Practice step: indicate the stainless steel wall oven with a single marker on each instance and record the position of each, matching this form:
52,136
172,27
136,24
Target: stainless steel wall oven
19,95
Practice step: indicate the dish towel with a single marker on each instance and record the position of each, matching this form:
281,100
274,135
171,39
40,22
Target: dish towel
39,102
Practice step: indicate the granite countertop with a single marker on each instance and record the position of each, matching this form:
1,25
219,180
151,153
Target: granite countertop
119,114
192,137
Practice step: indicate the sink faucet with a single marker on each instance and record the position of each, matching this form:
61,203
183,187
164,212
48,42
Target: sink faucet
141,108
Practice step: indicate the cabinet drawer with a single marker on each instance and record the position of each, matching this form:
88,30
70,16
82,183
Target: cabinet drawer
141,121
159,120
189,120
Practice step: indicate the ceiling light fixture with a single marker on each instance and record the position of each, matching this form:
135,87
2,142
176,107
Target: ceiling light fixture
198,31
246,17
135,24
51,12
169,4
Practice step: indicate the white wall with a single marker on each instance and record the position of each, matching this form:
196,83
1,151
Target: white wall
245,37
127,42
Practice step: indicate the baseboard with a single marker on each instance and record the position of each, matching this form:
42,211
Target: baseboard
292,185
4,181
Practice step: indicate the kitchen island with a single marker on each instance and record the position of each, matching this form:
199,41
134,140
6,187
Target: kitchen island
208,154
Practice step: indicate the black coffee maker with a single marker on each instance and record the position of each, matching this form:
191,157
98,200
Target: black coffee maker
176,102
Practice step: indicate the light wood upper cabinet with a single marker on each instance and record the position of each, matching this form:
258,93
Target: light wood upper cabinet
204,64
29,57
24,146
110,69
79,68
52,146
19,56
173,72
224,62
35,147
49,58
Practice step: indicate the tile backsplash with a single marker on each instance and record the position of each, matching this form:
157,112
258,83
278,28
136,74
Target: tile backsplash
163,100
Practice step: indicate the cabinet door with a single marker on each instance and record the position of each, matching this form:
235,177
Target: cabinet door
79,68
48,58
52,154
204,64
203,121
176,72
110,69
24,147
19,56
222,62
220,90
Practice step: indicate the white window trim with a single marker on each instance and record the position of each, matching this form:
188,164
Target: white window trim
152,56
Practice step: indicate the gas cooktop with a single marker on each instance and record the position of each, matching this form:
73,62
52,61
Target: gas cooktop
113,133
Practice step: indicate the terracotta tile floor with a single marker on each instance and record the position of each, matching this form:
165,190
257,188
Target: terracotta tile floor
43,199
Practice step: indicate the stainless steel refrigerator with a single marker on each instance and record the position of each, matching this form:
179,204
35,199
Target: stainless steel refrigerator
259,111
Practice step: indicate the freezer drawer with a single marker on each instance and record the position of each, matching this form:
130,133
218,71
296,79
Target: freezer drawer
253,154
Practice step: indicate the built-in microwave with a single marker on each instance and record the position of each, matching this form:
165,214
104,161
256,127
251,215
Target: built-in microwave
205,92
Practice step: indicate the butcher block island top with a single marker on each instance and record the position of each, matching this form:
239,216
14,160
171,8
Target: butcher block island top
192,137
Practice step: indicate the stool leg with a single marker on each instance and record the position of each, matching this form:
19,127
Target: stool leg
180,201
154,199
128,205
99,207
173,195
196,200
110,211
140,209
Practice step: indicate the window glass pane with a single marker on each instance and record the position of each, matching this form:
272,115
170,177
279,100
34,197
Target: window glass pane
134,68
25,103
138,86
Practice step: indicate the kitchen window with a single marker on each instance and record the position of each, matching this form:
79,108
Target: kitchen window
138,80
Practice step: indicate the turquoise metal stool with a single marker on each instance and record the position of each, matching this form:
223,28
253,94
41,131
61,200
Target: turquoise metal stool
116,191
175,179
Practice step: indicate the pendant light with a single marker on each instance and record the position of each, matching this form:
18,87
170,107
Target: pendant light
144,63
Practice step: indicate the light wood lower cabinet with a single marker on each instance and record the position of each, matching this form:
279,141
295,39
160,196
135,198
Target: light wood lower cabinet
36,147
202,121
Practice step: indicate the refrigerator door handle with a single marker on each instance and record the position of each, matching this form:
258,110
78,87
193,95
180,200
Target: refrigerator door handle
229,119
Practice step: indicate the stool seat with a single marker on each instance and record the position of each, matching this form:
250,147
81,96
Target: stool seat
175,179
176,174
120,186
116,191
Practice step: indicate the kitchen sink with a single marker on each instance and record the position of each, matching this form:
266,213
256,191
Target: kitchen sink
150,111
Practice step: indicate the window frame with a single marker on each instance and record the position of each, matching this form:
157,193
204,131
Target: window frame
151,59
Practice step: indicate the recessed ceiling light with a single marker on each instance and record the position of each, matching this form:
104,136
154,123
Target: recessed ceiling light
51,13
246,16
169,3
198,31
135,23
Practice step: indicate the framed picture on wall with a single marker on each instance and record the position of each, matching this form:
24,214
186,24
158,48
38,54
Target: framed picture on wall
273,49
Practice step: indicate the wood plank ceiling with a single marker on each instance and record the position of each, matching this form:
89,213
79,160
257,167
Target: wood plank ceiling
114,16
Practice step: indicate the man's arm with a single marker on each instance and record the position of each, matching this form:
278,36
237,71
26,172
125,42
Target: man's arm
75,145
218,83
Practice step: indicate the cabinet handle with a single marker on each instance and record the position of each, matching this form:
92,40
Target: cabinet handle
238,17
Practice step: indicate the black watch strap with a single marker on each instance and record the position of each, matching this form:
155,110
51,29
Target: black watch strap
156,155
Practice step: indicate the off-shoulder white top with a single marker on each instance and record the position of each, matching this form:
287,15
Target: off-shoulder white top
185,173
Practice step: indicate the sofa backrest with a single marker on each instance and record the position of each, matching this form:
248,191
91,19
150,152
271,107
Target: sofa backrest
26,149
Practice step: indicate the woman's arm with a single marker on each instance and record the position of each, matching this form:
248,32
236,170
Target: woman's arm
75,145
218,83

────

Print out all the entries precisely as written.

Result of the exercise:
Practice step: indicate the stainless steel wall oven with a single marker on each instance and record the position of each, matching this form:
52,136
172,27
136,24
Target: stainless steel wall oven
19,95
Practice step: indicate the dish towel with a single marker on each instance and record the position of each, matching this form:
281,100
274,135
171,39
40,22
Target: dish towel
39,102
Practice step: indicate the granite countertop with a single marker on each instance and record the position of each, matching this form:
1,25
219,180
151,153
Target: granite countertop
119,114
192,137
Practice step: indicate the sink faucet with a single marker on each instance and record the position of each, matching this form:
61,203
183,187
164,212
48,42
Target: sink faucet
141,108
Practice step: indicate the cabinet drawer with a single marker on each instance and record the position of each, matching this form:
88,30
70,16
82,183
Target: cabinet drawer
141,121
159,120
189,120
Practice step: indicate the ceiling light fixture with a single marker on each instance and record the position of each, matching this form:
135,87
2,142
176,107
Target: ceiling light fixture
198,31
246,17
135,24
51,12
169,4
Practice step: indicate the white wall with a single marker on each instance and record the position of each, matching this form:
196,83
1,151
Target: white wall
245,37
127,42
Practice step: indicate the baseboard with a single marker on each instance and record the position of each, matching this form:
42,211
Target: baseboard
292,185
4,181
Practice step: indicate the kitchen island with a single marker on each instance and record the position of each, matching this form:
199,41
134,140
6,187
Target: kitchen island
208,154
Practice step: indicate the black coffee maker with a single marker on each instance and record the position of each, matching this form:
191,157
98,200
Target: black coffee maker
176,102
Practice step: indicate the light wood upper cabinet with a single marker on each instance and record the position of each, matching this form:
258,93
Target: light wood upper cabinet
204,64
29,57
24,146
110,69
79,68
52,146
19,56
173,72
224,62
35,147
49,58
Practice step: indicate the tile backsplash with a single marker on each instance and record the position of each, matching this form:
157,112
258,83
278,28
136,74
Target: tile backsplash
163,100
Practice step: indicate the cabinet door with a single marker on each instance and record the position of each, matching this form:
235,177
Target: cabinet door
79,68
48,58
52,154
204,64
203,121
176,72
110,69
24,147
19,56
222,62
220,90
Practice step: indicate the white window trim with a single marker on each instance and record the position of each, matching this form:
188,164
Target: white window trim
152,56
Practice step: indicate the gas cooktop with a single marker on each instance and record the position of each, matching this form:
73,62
52,61
Target: gas cooktop
113,133
Practice step: indicate the terracotta tile floor with a single marker on each instance and record the position of each, matching this form:
165,190
257,188
Target: terracotta tile floor
43,199
Practice step: indicate the stainless steel refrigerator with a single marker on each instance and record the position of each, matching this form:
179,204
35,199
Target: stainless steel refrigerator
259,111
Practice step: indicate the freezer drawer with a single marker on each instance and record the position of each, matching this form:
130,133
218,71
296,79
Target: freezer drawer
253,154
Practice step: indicate the built-in microwave with a single marker on each instance and record the position of each, matching this form:
165,214
104,161
256,127
251,215
Target: built-in microwave
205,92
Practice step: indicate the butcher block island top with a single marker on each instance and record the position of each, matching this form:
239,216
14,160
171,8
Target: butcher block island top
192,137
Practice step: indicate the stool leg with a single marker on each instance and record the position of each, matching this form:
19,127
Target: stool leg
180,201
154,199
128,205
99,207
173,195
196,200
110,211
140,209
Practice step: indicate the window glass pane with a single marker on each instance and record the position of each, matching this form:
272,115
170,177
279,100
34,197
Target: window glass pane
134,68
25,103
138,86
Practice step: indicate the kitchen window with a single marker on each instance and record the position of each, matching this form:
79,108
Target: kitchen window
138,80
Practice step: indicate the turquoise metal stool with a single marker on each instance and record the position of each, matching this form:
223,28
253,94
41,131
61,200
Target: turquoise metal stool
116,191
175,179
Practice step: indicate the pendant light with a single marker on each instance and record the position of each, matching this form:
18,87
170,107
Target: pendant light
144,63
Practice step: indicate the light wood lower cabinet with a single marker on each instance and record the position of each, matching this form:
279,141
295,39
160,196
135,198
Target: light wood lower cabinet
36,147
202,121
Practice step: indicate the refrigerator door handle with a single marker on each instance and record the position of each, matching this form:
258,110
78,87
193,95
180,200
Target: refrigerator door handle
229,119
Practice step: indicate the stool seat with a single marker on each instance and record the position of each, matching this form:
250,147
81,96
Target: stool seat
175,179
176,174
120,186
116,191
Practice step: indicate the kitchen sink with a single marker on each instance and record the position of each, matching this form:
266,213
256,191
Target: kitchen sink
150,111
Practice step: indicate the window frame with a single marker on each instance and record the position of each, matching this form:
157,193
204,131
Target: window frame
151,59
Practice step: indicate the recessed ceiling light with a single marker on each instance and record the position of each, matching this form:
104,136
154,123
Target: recessed ceiling light
51,13
246,16
169,3
198,31
135,23
Practice step: indicate the framed picture on wall with a single marker on each instance and record the position of each, matching this form:
24,214
186,24
158,48
38,54
Target: framed picture on wall
273,49
Practice step: indicate the wood plank ceiling with a single marker on each instance and record the position of each, matching this form:
89,213
79,160
257,167
Target: wood plank ceiling
114,16
Practice step: indicate the man's arm with a single marker on each instance and record the position of each, matching this form:
278,36
237,71
26,172
125,42
Target: man's arm
75,145
218,83
Practice step: indicate the cabinet handle with a single marker on each instance and record the position of each, matching this form:
92,40
Target: cabinet handle
238,17
Practice step: indicate the black watch strap with a single marker on each instance and record the position of each, matching this form:
155,110
51,29
Target: black watch strap
156,155
Practice step: indicate the off-shoulder white top with a single marker on each instance and record the position of each, matching this form:
287,15
Target: off-shoulder white top
185,173
Practice step: indicate the sofa backrest with a single marker on each instance and record the position of each, matching this form:
248,191
91,19
150,152
271,107
Target: sofa backrest
26,149
Practice step: indicate the woman's arm with a single marker on each instance and record the position of each, matching this form:
248,32
236,170
Target: woman's arm
75,145
218,83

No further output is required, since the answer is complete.